### Extract provided

━━━━━━━━━━

Tour de Helvellyn
A genuine ultra-distance day that shows you the Helvellyn range from every angle without ever queuing for Striding Edge - based on the established Tour de Helvellyn race route.
Effort: Ultra distance or major ascent
Underfoot: Open fell or rough terrain
E5·T3 — how we grade routesA genuine ultra-distance day that shows you the Helvellyn range from every angle without ever queuing for Striding Edge - based on the established Tour de Helvellyn race route.
A huge 58.6km circuit of the Helvellyn massif starting near Askham, following valleys and lower ridges the whole way round with 1193m of climbing rather than a direct summit route.
The route
This route mirrors the established Tour de Helvellyn ultra event, which starts and finishes near Askham on the quiet eastern edge of the Lake District and circles the entire Helvellyn massif rather than climbing straight over the top. From the start, the route works its way through the valleys and lower fells around Martindale, Boredale and Dockray before swinging past Ullswater and Matterdale on the return leg.

━━━━━━━━━━

### Data shown
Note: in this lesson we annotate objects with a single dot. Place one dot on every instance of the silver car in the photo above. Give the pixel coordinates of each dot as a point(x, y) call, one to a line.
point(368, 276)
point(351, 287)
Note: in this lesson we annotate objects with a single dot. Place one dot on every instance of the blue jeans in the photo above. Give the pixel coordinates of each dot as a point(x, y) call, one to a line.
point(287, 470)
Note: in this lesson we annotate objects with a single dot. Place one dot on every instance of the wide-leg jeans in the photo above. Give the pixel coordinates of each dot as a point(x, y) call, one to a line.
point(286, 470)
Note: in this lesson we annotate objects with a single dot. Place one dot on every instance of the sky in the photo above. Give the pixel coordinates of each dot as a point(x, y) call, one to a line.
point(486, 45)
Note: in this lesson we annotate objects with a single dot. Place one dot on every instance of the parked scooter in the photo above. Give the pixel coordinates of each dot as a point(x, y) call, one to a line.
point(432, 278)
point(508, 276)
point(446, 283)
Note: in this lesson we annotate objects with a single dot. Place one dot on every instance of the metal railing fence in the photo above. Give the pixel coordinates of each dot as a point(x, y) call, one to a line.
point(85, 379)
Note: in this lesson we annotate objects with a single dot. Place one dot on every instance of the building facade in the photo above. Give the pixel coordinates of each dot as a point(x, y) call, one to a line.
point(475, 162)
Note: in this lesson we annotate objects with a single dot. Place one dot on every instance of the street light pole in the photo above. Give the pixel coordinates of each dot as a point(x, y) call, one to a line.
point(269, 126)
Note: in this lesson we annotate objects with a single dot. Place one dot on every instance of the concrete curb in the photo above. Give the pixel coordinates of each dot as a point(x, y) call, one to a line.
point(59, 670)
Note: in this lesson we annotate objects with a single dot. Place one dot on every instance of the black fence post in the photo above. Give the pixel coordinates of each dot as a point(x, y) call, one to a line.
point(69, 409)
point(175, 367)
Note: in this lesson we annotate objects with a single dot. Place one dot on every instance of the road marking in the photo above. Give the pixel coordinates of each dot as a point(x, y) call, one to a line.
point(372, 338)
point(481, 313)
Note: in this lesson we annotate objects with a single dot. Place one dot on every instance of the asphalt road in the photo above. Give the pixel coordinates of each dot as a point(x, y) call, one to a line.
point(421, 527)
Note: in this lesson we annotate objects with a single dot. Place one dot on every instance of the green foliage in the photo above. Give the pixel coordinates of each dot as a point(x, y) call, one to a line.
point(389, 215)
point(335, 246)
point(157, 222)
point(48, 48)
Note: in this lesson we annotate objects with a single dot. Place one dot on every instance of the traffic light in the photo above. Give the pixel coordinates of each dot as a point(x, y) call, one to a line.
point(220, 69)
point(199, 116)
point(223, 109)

━━━━━━━━━━

### Task 1
Answer the following about the Tour de Helvellyn route description:
(a) What grade is given for the route?
(b) How many meters of climbing does the circuit involve?
(c) Which two places does the route pass on the return leg?
### Task 2
From the Tour de Helvellyn route description, reproduce the part that opens with the words containing "A huge 58.6km" and closes with "the return leg.".

### Exercise output 1
(a) E5·T3
(b) 1193m
(c) Ullswater and Matterdale

### Exercise output 2
A huge 58.6km circuit of the Helvellyn massif starting near Askham, following valleys and lower ridges the whole way round with 1193m of climbing rather than a direct summit route.
The route
This route mirrors the established Tour de Helvellyn ultra event, which starts and finishes near Askham on the quiet eastern edge of the Lake District and circles the entire Helvellyn massif rather than climbing straight over the top. From the start, the route works its way through the valleys and lower fells around Martindale, Boredale and Dockray before swinging past Ullswater and Matterdale on the return leg.